- WHAT THE EXERCISE ASKS: Locate every line in the data below that contains the string "segment", and copy each such line in full.

Region annotation entries
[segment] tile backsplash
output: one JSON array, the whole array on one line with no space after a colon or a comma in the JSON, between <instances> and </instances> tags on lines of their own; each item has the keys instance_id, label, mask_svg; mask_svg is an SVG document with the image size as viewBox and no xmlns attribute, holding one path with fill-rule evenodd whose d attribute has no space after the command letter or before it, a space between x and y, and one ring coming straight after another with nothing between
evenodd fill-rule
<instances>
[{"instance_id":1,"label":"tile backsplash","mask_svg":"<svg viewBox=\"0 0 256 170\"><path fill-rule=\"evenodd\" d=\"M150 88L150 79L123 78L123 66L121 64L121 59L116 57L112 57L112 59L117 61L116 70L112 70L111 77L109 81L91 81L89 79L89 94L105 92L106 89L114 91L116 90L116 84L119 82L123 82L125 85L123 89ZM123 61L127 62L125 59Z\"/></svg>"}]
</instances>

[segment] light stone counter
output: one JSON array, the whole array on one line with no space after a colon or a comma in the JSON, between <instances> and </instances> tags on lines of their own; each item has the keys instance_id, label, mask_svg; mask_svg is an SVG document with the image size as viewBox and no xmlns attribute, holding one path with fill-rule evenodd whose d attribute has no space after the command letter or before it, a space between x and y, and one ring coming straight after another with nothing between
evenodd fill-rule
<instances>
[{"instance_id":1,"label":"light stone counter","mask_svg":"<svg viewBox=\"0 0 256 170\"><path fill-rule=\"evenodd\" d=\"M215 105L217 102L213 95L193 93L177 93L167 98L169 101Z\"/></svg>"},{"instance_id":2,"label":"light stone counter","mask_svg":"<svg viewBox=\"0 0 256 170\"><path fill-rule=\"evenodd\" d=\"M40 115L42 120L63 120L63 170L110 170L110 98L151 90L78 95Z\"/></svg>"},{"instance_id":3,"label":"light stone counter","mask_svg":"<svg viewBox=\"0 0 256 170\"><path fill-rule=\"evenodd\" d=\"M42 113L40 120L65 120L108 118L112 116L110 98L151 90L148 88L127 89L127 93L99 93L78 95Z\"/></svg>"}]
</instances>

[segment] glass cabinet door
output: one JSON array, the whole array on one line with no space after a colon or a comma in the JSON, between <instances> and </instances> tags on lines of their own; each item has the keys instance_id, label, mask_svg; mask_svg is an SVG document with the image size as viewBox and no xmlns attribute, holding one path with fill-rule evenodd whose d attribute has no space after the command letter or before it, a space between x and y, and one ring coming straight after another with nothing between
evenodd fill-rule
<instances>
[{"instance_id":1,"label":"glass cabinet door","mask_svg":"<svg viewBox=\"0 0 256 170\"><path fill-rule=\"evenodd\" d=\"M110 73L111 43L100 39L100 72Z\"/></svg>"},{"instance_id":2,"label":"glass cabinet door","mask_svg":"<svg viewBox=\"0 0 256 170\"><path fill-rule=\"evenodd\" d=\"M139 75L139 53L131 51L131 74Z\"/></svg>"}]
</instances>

- COMPLETED EXERCISE:
[segment] tile backsplash
[segment] light stone counter
[segment] glass cabinet door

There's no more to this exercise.